• _Goals_:
1 > List every dating app named in the essay on modern dating below.
2 > Extend the essay on modern dating below with a few more paragraphs, starting right after its last sentence.

• _Page text_:
━━━

This is how we date now

We no longer see the point of commitment. Simply because we see no point to it. They’ve always said there are so many fishes in the sea, but never before has the sea of fishes right at our fingertips on Tinder, Grindr, Dattch, OkCupid, pick a choice! We can order up a human being in the same way we choose our dinner from Pizza.be. We think intimacy lies in a perfectly-executed strings of emoji. We think effort is a “good morning” text. We say romance is dead, but maybe it is. Romance as the modern age defines is by putting the phone down long enough to look into each other’s eyes at dinner, paying attention fully to what each other has to say. Or maybe what is worse, romance is still there, only now we don’t know anymore how it looks like.

When we finally choose to commit, we are still one eye wandering at the options. We want the beautiful cut of filet mignon, but we’re too busy eyeing the mediocre buffet. Because today, we have choice! But have you ever given a thought that maybe our choices are killing us? We always think to have choices means something. We think the more chances we have, the better it is. Due to this plenty of choices available to us now, we no longer understand what satisfaction looks, sounds, and feels like. We are standing right one foot out the door, where there are plenty other options await. We don’t see who’s right in front of our eyes asking to be loved, because no one is. We long for something that we still want to believe that somehow it exists. Yet, we are looking for new thrill, the next jolt of excitement, the instant gratification.

How can we be expected to stick something out, to love someone even when it’s not easy to love them? We can always bail. Leave. Because the limitless world is still there in front of us offering myriad of choices.

Open up Instagram, see the lives of others. The life that we think we would like to have. See the places we’re not traveling to. See the lives we’re not living. See the people we’re not dating. We bombard ourselves with stimuli, input, more input, and plenty more of them. Yet, we wonder why we’re miserable. We wonder why we’re dissatisfied. We wonder why nothing lasts and everything feels hopeless. Because we simply no longer see our lives for what they are. Instead of what they aren’t.

At the same time we live in the world with unspoken rules that everyone has to follow. When we like someone don’t text them first. We can’t tell them bluntly that we like them and the reason that makes them special in our eyes. No, we can’t do that, because it will ruin all the romance. When someone texts you back after 3 hours, then don’t text them back even though your phone is right in your hand when you receive the messages. We don’t text back instantly after a date that went very well because you will look so cheap and clingy. This unspoken dating rules are so complicated that sometimes I feel it’s way easier to finish my master thesis than going out on a date.

━━━

• _Information supplied_:
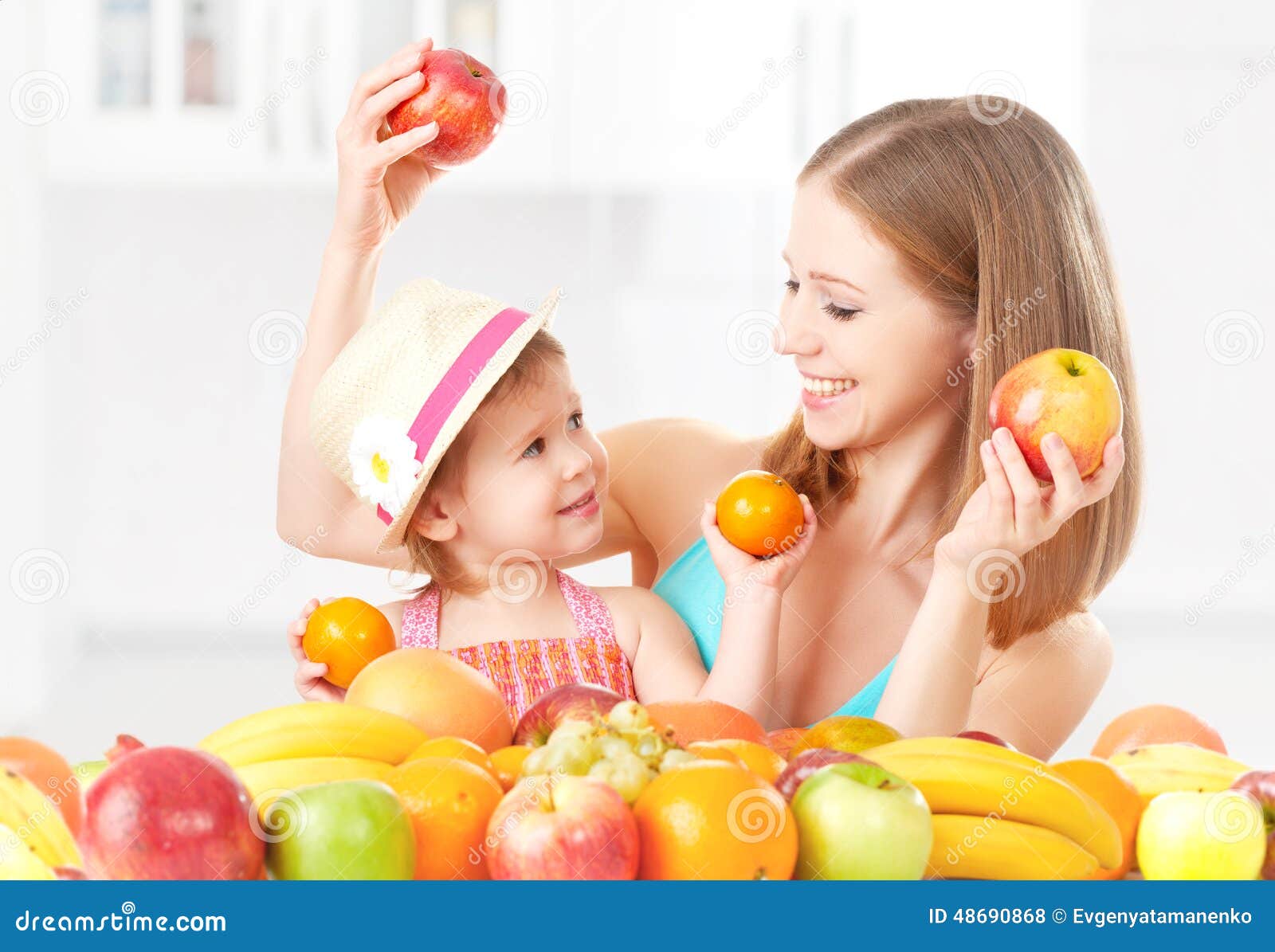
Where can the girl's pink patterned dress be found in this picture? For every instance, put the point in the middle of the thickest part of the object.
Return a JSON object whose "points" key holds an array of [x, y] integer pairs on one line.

━━━

• _Per-task answers_:
1 > Tinder, Grindr, Dattch, OkCupid

2 >
Let’s say we are lucky enough to find it. Say we find that person we love and who loves us back. Commitment came, intimacy follows. “I love you.” Then quickly, we live it for others. We tell people we hardly know that we’re in a relationship on Facebook. We throw our pictures up on Instagram. Telling the world that we’ve become “we”. We try to polish it to make it seems shiny and perfect. We don’t share the 3 a.m fight, the reddened eyes, the tear-strained bedsheets. We don’t write status updates about how their love for us shines in a light on where we don’t even know how to love ourselves. This is what we share. Shiny pictures. Happy couple. Love is perfect.

The next thing is we see the other’s happiness, shiny couples, and we start comparing. Soon, we find ourselves to be in despair. We will make ourselves miserable until we get what we think we want.

So, we break up. We break up because we’re not good enough, our lives aren’t good enough, our relationship has never been good enough. We swipe more and just a bit more on Tinder. We order someone up to our door just like we order a pizza. And all the cycles start again. Emoji, “Good morning” text, intimacy, putting down the phone, couple selfie, happy couple projection, comparing, and another comparing.

We ask ourselves, “What’s wrong?”. “This isn’t working, but I don’t know why.” “I need something more.”

We worry so much about settling, because all we know settling is less shiny, accustomed life is boring and not Facebook-worthy. What is settling? We don’t know, but so fucking sure we don’t want it. If it’s not perfect, it’s settling. If it’s not glittery filtered love, it’s settling. If it’s not Instagram-able, it’s settling.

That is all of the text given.